### [PASSAGE PROVIDED]

Lao PDR: An Exemplar in Malaria Subnational Tailoring
Authors: Saysana Phanalasy, Xaypaseut Syhavong, and Mahesh Paudel
Research Brief
Between 1997 and 2024, malaria cases in Lao PDR declined from 462,000 to just 342. A key driver of this success was the use of local data and contextual information to tailor interventions to specific areas, a concept known globally as subnational tailoring (SNT), which optimizes impact on disease transmission. As case counts fell, the World Health Organization (WHO) launched a regional elimination strategy for the Greater Mekong Subregion in 2015, setting a target of eliminating all malaria species across the region by 2030. Lao PDR then leveraged SNT to develop its own National Malaria Strategic Plan, aligning national priorities with the regional goal. Two years later, malaria surveillance was integrated into a national digital platform for the first time, an upgrade from the old paper-based system. Building on a stronger surveillance foundation, Lao PDR conducted a more granular stratification exercise in 2019, which was updated in 2022 and 2024 as the surveillance system strengthened and transmission patterns shifted.

### [LISTED RECORDS]
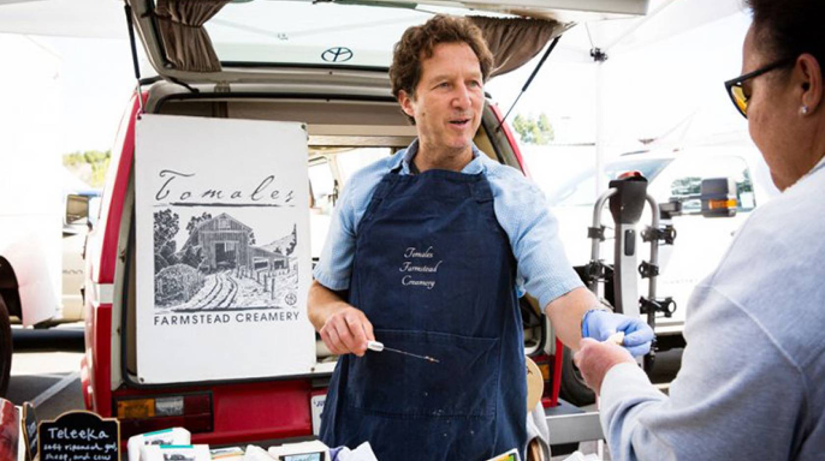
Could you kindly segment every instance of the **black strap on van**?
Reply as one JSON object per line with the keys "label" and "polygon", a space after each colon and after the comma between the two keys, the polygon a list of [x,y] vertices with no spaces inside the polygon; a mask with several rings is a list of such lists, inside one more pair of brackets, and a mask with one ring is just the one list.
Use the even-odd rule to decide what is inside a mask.
{"label": "black strap on van", "polygon": [[518,104],[518,100],[521,99],[521,95],[523,95],[524,92],[527,91],[527,88],[530,87],[530,84],[532,83],[533,79],[535,78],[535,74],[539,73],[539,69],[541,68],[541,66],[544,65],[544,61],[547,60],[547,57],[550,55],[550,53],[553,53],[553,49],[554,49],[556,47],[556,44],[559,44],[559,39],[560,38],[562,38],[561,35],[557,35],[556,38],[553,39],[553,41],[550,42],[550,46],[547,47],[547,51],[544,52],[544,54],[541,57],[541,59],[539,60],[539,63],[535,65],[535,68],[533,69],[533,73],[530,74],[530,78],[527,79],[527,81],[525,82],[524,86],[521,87],[521,92],[518,94],[518,96],[516,96],[516,100],[513,101],[512,105],[511,105],[510,109],[507,109],[507,113],[505,114],[504,117],[502,118],[502,121],[498,123],[498,128],[496,128],[496,132],[498,132],[499,130],[502,129],[502,125],[504,124],[504,120],[507,119],[507,116],[510,115],[510,113],[512,112],[513,109],[516,107],[516,105]]}

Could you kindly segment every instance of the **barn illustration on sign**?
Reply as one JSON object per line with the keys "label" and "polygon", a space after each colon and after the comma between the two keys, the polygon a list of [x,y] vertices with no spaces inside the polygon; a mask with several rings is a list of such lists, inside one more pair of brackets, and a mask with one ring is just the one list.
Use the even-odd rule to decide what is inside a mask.
{"label": "barn illustration on sign", "polygon": [[[180,230],[172,208],[154,212],[154,304],[158,313],[293,307],[297,232],[256,245],[254,230],[223,212],[189,217]],[[188,233],[186,240],[182,233]],[[186,234],[184,235],[186,235]],[[178,242],[184,243],[178,247]]]}

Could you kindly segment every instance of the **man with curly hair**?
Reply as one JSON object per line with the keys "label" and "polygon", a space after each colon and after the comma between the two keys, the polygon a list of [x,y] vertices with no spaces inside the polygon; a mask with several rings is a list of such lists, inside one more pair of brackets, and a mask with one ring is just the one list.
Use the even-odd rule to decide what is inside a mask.
{"label": "man with curly hair", "polygon": [[[392,461],[523,456],[522,288],[573,348],[617,329],[632,353],[650,347],[646,324],[596,308],[538,188],[474,145],[492,65],[463,18],[436,16],[395,46],[393,94],[417,138],[350,179],[309,291],[310,320],[342,356],[321,424],[330,446],[370,441]],[[370,340],[438,362],[367,354]]]}

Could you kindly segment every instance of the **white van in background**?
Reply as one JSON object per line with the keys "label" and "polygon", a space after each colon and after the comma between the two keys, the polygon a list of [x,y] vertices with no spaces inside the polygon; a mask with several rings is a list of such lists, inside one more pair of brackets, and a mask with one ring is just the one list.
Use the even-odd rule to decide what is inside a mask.
{"label": "white van in background", "polygon": [[[681,335],[687,300],[696,283],[716,267],[730,245],[737,230],[760,204],[778,193],[759,151],[752,146],[719,145],[669,148],[629,152],[606,162],[601,172],[606,184],[621,173],[638,170],[648,179],[648,194],[658,203],[678,202],[681,212],[672,217],[676,238],[674,244],[661,244],[658,297],[672,296],[676,310],[672,317],[659,314],[656,333],[667,348],[666,337]],[[731,178],[737,185],[736,213],[725,217],[705,217],[699,198],[703,179]],[[587,228],[592,225],[596,190],[595,165],[559,181],[548,200],[560,225],[560,233],[570,262],[574,266],[591,258]],[[600,253],[612,263],[615,240],[612,219],[606,206],[601,222],[607,229]],[[639,221],[639,230],[650,225],[649,207]],[[641,240],[639,244],[642,244]],[[640,247],[640,259],[649,259],[649,244]],[[647,296],[648,281],[639,278],[639,293]],[[676,345],[678,341],[676,341]]]}
{"label": "white van in background", "polygon": [[[22,63],[30,71],[0,72],[0,126],[19,127],[0,136],[2,396],[12,366],[12,322],[45,327],[82,318],[81,253],[88,229],[88,207],[82,202],[89,199],[78,197],[97,193],[68,184],[61,172],[59,58],[31,37],[0,34],[0,60]],[[67,211],[71,217],[64,221]],[[61,277],[64,253],[70,275],[80,277],[76,281]]]}

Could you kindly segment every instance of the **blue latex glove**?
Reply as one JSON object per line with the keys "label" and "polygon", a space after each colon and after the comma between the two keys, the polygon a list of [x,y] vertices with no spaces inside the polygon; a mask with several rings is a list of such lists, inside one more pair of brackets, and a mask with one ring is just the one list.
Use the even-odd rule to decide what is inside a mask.
{"label": "blue latex glove", "polygon": [[640,319],[607,310],[588,310],[582,319],[582,338],[605,341],[615,333],[625,332],[622,346],[634,357],[650,352],[653,330]]}

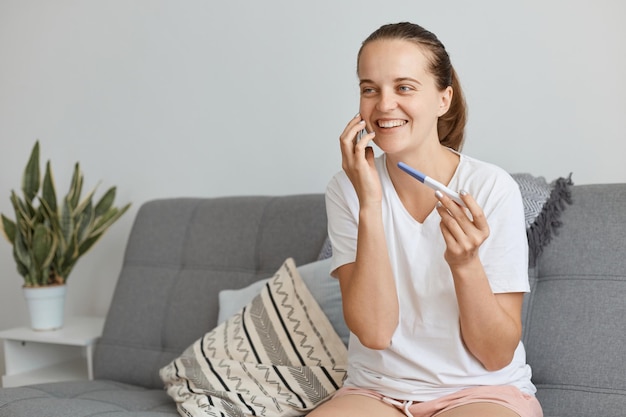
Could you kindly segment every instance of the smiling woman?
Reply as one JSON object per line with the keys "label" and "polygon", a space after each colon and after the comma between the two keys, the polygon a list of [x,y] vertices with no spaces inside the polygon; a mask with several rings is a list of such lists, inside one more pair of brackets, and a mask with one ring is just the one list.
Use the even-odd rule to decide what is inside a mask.
{"label": "smiling woman", "polygon": [[[465,100],[433,33],[382,26],[357,60],[360,112],[326,192],[348,376],[311,415],[540,417],[520,342],[530,287],[517,184],[459,153]],[[399,162],[460,190],[460,203]]]}

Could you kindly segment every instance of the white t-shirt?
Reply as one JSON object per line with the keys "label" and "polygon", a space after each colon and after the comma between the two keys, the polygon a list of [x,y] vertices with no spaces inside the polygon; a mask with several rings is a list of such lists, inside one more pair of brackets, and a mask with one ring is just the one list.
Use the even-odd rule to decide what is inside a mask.
{"label": "white t-shirt", "polygon": [[[345,386],[371,389],[399,400],[428,401],[478,385],[514,385],[534,394],[522,343],[513,361],[490,372],[465,348],[445,242],[436,210],[417,222],[389,178],[385,154],[376,158],[383,189],[382,216],[400,302],[399,325],[385,350],[364,347],[350,335]],[[416,167],[419,169],[419,167]],[[501,168],[460,155],[448,184],[468,191],[482,207],[490,235],[479,255],[494,293],[528,292],[528,241],[519,188]],[[433,191],[434,192],[434,191]],[[326,190],[331,269],[354,262],[359,203],[345,172]]]}

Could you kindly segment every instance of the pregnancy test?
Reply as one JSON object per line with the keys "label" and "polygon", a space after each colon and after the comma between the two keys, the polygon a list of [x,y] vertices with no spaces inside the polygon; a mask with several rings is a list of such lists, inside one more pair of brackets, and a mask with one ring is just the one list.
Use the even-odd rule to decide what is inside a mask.
{"label": "pregnancy test", "polygon": [[411,168],[404,162],[398,162],[398,168],[400,168],[401,170],[403,170],[404,172],[406,172],[413,178],[417,179],[419,182],[423,183],[424,185],[429,186],[433,190],[441,191],[442,193],[450,197],[453,201],[457,202],[461,206],[467,207],[465,203],[463,202],[463,200],[461,200],[461,196],[459,195],[459,193],[457,193],[456,191],[452,191],[451,189],[449,189],[448,187],[446,187],[439,181],[430,178],[428,175],[422,174],[421,172],[419,172],[415,168]]}

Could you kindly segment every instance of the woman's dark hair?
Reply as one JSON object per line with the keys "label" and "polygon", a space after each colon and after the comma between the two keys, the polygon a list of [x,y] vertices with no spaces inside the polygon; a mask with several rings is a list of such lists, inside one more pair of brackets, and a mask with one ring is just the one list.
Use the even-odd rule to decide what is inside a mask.
{"label": "woman's dark hair", "polygon": [[392,39],[407,40],[420,46],[429,60],[428,71],[435,77],[437,87],[440,90],[444,90],[448,86],[452,87],[452,102],[446,114],[439,117],[437,132],[439,133],[439,142],[442,145],[457,151],[460,150],[465,137],[465,122],[467,120],[465,97],[456,71],[450,62],[450,56],[434,33],[408,22],[381,26],[363,41],[357,56],[357,72],[358,62],[365,45],[377,40]]}

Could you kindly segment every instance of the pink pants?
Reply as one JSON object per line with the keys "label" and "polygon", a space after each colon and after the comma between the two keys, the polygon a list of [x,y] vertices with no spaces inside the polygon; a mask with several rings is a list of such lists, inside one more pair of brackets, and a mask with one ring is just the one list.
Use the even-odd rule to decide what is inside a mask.
{"label": "pink pants", "polygon": [[376,391],[343,387],[334,395],[342,397],[344,395],[365,395],[367,397],[381,400],[393,405],[403,411],[407,417],[434,417],[439,413],[451,410],[460,405],[471,403],[494,403],[502,405],[520,417],[543,417],[543,411],[539,401],[528,394],[524,394],[517,387],[513,386],[481,386],[466,388],[453,394],[446,395],[436,400],[414,402],[402,401],[385,397]]}

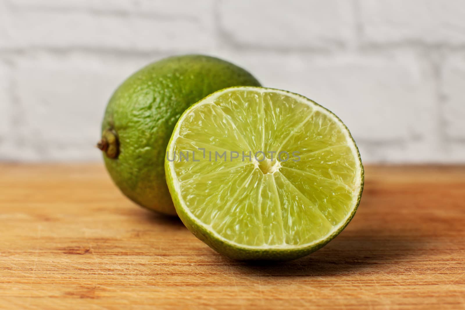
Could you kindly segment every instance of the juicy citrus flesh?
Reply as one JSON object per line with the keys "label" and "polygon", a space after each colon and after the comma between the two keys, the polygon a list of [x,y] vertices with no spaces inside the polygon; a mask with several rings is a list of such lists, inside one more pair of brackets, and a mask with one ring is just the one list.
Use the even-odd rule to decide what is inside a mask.
{"label": "juicy citrus flesh", "polygon": [[278,90],[232,87],[206,97],[181,116],[167,153],[183,222],[210,235],[199,237],[219,251],[227,244],[251,258],[254,250],[263,258],[269,249],[316,249],[352,218],[363,187],[342,122]]}

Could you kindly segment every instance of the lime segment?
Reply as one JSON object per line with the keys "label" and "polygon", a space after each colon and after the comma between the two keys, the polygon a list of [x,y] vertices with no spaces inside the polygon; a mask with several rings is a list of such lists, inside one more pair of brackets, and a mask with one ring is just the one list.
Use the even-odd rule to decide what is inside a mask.
{"label": "lime segment", "polygon": [[261,87],[227,88],[187,110],[165,168],[188,228],[241,259],[318,250],[352,219],[363,185],[358,150],[339,118],[304,97]]}

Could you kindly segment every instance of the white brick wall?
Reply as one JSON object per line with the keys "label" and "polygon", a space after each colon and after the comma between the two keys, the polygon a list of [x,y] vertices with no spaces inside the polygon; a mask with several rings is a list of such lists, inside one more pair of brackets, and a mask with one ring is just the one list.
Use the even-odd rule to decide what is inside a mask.
{"label": "white brick wall", "polygon": [[463,0],[362,0],[359,3],[367,41],[465,45]]}
{"label": "white brick wall", "polygon": [[345,122],[365,162],[465,162],[460,0],[0,0],[0,161],[93,161],[112,92],[229,59]]}
{"label": "white brick wall", "polygon": [[446,60],[441,86],[444,96],[445,130],[447,137],[465,140],[465,53]]}

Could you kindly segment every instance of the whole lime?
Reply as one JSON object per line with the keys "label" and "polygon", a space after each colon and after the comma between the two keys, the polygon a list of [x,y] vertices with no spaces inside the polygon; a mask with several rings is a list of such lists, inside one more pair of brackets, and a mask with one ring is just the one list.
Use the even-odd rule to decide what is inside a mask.
{"label": "whole lime", "polygon": [[176,214],[165,178],[168,141],[181,114],[219,90],[260,84],[214,57],[188,55],[151,64],[130,76],[108,102],[98,146],[121,191],[140,205]]}

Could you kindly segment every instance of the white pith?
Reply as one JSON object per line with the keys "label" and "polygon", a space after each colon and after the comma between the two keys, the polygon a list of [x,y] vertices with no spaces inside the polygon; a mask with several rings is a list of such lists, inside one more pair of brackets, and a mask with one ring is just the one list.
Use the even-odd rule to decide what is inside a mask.
{"label": "white pith", "polygon": [[[348,141],[348,145],[350,147],[350,149],[352,150],[353,157],[356,159],[356,161],[358,163],[358,165],[357,167],[357,171],[356,171],[356,179],[354,182],[354,184],[358,185],[356,187],[354,187],[352,189],[352,201],[351,211],[347,212],[347,215],[346,216],[345,218],[343,220],[341,221],[340,224],[339,225],[335,225],[333,227],[332,229],[329,231],[326,235],[323,236],[323,237],[314,240],[312,242],[308,243],[306,244],[299,244],[297,245],[289,244],[283,242],[282,244],[274,244],[274,245],[269,245],[266,244],[264,244],[260,246],[251,246],[245,245],[242,244],[239,244],[233,241],[232,241],[230,240],[227,239],[224,237],[222,237],[218,233],[215,231],[211,225],[207,225],[203,223],[200,221],[197,217],[193,215],[193,214],[190,211],[188,208],[186,204],[186,203],[182,198],[182,196],[179,194],[178,195],[179,198],[179,201],[180,204],[180,206],[182,207],[183,210],[189,216],[189,217],[192,219],[192,220],[195,222],[195,223],[199,225],[199,226],[203,227],[206,230],[208,231],[211,234],[220,240],[222,242],[224,243],[230,244],[231,245],[234,246],[235,247],[238,247],[239,248],[244,248],[244,249],[255,249],[255,250],[259,250],[259,249],[293,249],[295,250],[299,248],[304,248],[308,247],[311,247],[313,245],[317,244],[323,241],[331,235],[333,235],[336,232],[339,231],[341,227],[344,226],[346,224],[347,221],[351,218],[352,216],[354,209],[355,208],[357,205],[358,200],[359,199],[359,197],[360,194],[360,192],[361,191],[361,171],[362,171],[362,165],[361,162],[360,161],[359,158],[359,155],[358,151],[357,149],[356,146],[355,144],[353,142],[353,140],[352,137],[350,135],[350,133],[348,130],[347,129],[344,124],[339,120],[335,115],[333,114],[332,113],[326,110],[326,109],[323,108],[322,107],[319,106],[319,105],[315,104],[310,99],[306,99],[305,97],[301,96],[299,95],[296,94],[294,94],[291,92],[288,92],[284,91],[280,91],[276,89],[271,89],[267,88],[261,88],[259,89],[256,87],[233,87],[230,89],[225,91],[221,91],[218,92],[216,93],[210,95],[209,96],[206,97],[204,99],[199,102],[199,103],[195,105],[193,107],[189,108],[181,116],[181,118],[178,120],[178,124],[180,124],[182,123],[185,118],[189,115],[189,112],[193,111],[193,110],[198,108],[199,107],[203,106],[204,105],[208,104],[214,104],[213,103],[215,100],[220,95],[222,95],[225,93],[226,93],[228,92],[233,92],[238,90],[247,90],[253,89],[254,92],[257,92],[259,89],[261,93],[264,93],[266,92],[274,92],[274,93],[280,93],[282,94],[285,95],[286,96],[290,96],[296,100],[298,100],[300,102],[304,103],[307,105],[312,107],[312,109],[314,110],[315,111],[319,111],[320,112],[325,114],[327,116],[331,119],[334,120],[337,124],[340,125],[340,127],[344,133],[346,140]],[[174,150],[174,145],[173,143],[179,137],[179,131],[180,126],[177,125],[176,127],[175,128],[174,131],[173,132],[173,136],[171,140],[170,145],[169,145],[169,149],[167,150],[167,152],[169,153],[173,153]],[[259,169],[259,163],[253,159],[252,160],[252,163],[255,166],[256,169]],[[176,174],[175,170],[174,167],[174,163],[173,162],[170,162],[168,163],[168,166],[169,167],[169,171],[167,171],[169,173],[171,176],[171,180],[172,180],[173,185],[174,186],[175,190],[177,193],[180,192],[180,182],[179,181],[178,177]],[[279,169],[280,167],[280,164],[279,161],[276,160],[276,163],[274,163],[272,167],[271,171],[269,173],[274,173],[274,172],[276,171],[279,171]]]}

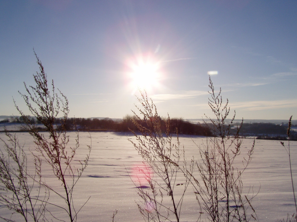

### [WORK INSTRUCTION]
Answer from the malaria brief:
(a) How many malaria cases did Lao PDR record in 2024?
(b) In what year did WHO launch its regional elimination strategy for the Greater Mekong Subregion?
(c) In which years was the 2019 stratification exercise updated?
The rows have nothing to do with the malaria brief.

### [REPLY TO THE EXERCISE]
(a) 342
(b) 2015
(c) 2022 and 2024